[Objetivo de la tarea] ¿Puedes reescribir como lista el párrafo del texto extraído que empieza con «Todo el libro se hilvana», sin perder sus datos principales?

[Texto extraído]

+++

Todo el libro se hilvana en la experiencia de la autora. Y lo hace siguiendo momentos vitales atravesados por la idea que me parece la matriz del libro: el amor y la consideración, entendida esta como el reconocimiento del valor propio de cada ser y en la transmisión de un mundo común, en consonancia con la filósofa Corine Pelluchon. Al final todo es la Naturaleza y nuestras vidas transcurren en un mundo que permanecerá, pero lo importante es saber mirarlo e interpretarlo, como si fuera una pintura, según momentos (“algo no es ni bueno ni malo, simplemente es, pero podemos tratar de percibirlo y encajarlo de una forma diferente y eso nos ayudará a vivir mejor”).

+++

[Datos de entrada]

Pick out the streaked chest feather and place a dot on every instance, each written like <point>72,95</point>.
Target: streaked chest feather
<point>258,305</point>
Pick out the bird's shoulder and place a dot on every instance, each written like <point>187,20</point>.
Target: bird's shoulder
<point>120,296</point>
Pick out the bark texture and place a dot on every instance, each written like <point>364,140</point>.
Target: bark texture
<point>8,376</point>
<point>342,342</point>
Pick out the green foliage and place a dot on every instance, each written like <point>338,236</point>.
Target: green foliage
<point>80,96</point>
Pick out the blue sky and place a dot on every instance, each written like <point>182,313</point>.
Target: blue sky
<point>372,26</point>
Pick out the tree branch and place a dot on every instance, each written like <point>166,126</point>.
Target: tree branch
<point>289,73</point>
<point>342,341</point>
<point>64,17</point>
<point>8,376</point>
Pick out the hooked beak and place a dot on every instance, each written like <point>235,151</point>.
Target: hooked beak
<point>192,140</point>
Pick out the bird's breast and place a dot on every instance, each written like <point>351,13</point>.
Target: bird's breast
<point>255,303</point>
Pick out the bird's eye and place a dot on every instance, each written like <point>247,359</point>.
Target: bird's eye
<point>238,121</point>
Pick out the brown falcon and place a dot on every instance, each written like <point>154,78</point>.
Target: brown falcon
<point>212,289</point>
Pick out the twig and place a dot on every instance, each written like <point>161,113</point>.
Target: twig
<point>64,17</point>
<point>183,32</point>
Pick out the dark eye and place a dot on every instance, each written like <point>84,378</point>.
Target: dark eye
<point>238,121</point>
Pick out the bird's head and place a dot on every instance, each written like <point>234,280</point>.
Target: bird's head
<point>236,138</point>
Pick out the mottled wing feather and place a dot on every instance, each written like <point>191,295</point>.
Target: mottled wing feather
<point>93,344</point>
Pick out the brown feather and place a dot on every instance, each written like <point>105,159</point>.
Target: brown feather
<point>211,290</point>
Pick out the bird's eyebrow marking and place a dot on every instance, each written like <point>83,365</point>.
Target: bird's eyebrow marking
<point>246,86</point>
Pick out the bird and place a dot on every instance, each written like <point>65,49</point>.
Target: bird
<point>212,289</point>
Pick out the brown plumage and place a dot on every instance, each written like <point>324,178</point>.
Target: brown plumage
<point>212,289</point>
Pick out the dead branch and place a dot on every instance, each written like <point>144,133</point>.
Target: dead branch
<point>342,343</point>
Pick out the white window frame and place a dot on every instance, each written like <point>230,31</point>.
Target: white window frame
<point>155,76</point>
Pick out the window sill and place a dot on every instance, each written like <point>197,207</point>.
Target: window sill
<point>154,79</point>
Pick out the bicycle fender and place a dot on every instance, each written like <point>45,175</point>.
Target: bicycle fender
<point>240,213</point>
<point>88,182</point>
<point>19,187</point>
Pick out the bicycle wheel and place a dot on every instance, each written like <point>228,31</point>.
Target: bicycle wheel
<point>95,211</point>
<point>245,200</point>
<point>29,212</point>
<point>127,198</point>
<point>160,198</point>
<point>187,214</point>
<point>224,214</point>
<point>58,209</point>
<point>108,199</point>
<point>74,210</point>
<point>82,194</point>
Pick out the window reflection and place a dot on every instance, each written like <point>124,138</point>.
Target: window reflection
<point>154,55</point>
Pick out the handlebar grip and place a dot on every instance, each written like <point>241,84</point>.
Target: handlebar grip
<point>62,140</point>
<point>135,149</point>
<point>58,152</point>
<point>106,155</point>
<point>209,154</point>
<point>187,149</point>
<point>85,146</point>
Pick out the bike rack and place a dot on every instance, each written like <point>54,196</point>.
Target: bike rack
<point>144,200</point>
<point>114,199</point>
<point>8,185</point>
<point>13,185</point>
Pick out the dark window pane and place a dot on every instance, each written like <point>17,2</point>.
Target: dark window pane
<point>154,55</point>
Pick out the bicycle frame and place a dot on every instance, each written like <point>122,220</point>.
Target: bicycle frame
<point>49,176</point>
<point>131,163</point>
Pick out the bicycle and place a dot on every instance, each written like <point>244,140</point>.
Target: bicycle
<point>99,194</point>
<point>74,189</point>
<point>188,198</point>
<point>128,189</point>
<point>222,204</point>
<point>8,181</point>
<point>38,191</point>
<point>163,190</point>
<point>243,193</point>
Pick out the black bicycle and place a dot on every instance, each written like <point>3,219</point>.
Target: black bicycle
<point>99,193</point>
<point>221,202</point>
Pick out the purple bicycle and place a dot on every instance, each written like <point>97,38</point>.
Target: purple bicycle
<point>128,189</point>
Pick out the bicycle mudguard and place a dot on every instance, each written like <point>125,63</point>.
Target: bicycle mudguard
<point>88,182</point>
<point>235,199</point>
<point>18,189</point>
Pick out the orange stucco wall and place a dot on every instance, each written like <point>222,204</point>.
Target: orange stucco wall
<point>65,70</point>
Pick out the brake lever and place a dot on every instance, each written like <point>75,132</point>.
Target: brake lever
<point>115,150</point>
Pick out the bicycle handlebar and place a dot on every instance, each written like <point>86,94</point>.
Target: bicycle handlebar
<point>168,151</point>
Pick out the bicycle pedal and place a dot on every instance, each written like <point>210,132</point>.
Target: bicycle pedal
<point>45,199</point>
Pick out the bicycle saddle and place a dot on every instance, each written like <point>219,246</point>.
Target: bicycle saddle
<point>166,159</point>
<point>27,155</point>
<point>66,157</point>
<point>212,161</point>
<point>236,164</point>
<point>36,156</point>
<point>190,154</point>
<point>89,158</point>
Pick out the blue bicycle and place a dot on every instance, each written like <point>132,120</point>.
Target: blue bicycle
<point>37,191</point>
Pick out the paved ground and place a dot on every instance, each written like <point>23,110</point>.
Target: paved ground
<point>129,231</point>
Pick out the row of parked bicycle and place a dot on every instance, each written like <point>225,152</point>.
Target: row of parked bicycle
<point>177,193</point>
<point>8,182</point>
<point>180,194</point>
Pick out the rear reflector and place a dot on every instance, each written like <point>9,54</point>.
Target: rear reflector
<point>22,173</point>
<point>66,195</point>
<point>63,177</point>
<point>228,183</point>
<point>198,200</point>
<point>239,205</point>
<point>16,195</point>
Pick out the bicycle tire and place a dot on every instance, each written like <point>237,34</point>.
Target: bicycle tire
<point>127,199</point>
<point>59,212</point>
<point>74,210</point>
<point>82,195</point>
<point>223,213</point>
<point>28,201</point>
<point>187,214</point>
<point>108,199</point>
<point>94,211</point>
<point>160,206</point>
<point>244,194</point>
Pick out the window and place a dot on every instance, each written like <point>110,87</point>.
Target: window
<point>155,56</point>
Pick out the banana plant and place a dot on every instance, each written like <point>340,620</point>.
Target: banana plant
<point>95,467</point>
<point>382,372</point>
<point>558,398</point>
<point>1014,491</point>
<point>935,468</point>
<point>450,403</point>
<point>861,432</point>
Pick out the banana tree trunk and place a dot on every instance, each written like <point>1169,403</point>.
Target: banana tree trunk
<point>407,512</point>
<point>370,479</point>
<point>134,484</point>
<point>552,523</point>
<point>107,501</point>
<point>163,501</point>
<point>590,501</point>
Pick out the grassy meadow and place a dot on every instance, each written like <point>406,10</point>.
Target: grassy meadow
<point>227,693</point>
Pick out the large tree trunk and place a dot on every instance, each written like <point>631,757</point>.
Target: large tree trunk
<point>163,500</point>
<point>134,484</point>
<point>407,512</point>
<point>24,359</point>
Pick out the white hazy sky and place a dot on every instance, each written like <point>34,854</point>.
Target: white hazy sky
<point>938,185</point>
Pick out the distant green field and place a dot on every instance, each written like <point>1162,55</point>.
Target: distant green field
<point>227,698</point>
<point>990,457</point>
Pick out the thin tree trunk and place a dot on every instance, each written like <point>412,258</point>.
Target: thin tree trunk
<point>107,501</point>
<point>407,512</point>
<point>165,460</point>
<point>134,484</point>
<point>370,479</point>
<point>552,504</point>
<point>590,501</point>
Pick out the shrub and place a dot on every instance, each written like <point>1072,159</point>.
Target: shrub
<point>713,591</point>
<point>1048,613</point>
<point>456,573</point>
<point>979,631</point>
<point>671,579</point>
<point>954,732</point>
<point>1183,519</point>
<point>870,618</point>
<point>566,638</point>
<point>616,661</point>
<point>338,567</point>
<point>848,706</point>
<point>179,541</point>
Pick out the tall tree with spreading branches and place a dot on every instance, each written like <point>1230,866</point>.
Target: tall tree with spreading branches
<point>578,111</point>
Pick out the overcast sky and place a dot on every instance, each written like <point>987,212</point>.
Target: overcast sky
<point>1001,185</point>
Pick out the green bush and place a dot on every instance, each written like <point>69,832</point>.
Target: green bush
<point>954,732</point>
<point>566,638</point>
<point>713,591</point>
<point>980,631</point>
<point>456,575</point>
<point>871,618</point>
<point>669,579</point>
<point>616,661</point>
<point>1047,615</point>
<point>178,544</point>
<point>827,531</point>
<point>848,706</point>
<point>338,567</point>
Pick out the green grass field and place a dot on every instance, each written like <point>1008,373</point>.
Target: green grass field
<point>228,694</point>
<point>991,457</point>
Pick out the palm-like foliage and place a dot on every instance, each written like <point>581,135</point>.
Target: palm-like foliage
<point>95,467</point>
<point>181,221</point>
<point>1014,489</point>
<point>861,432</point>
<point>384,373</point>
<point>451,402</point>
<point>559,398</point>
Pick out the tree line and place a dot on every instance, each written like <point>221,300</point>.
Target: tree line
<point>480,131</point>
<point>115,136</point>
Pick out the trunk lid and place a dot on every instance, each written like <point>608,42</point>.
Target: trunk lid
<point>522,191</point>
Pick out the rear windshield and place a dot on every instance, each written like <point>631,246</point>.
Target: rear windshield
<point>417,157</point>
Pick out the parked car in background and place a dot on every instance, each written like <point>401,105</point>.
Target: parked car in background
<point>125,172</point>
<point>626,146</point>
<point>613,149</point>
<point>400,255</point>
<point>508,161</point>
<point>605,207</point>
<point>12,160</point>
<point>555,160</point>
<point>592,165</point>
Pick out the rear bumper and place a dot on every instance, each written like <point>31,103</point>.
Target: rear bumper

+++

[Ejercicio resuelto]
- El libro se hilvana en la experiencia de la autora.
- Sigue momentos vitales atravesados por la idea que, a juicio de quien escribe, es la matriz del libro: el amor y la consideración.
- La consideración se entiende como el reconocimiento del valor propio de cada ser y la transmisión de un mundo común, en consonancia con la filósofa Corine Pelluchon.
- Al final todo es la Naturaleza, y nuestras vidas transcurren en un mundo que permanecerá.
- Lo importante es saber mirar e interpretar ese mundo como si fuera una pintura, según momentos.
- Algo no es ni bueno ni malo, simplemente es, pero percibirlo y encajarlo de una forma diferente ayuda a vivir mejor.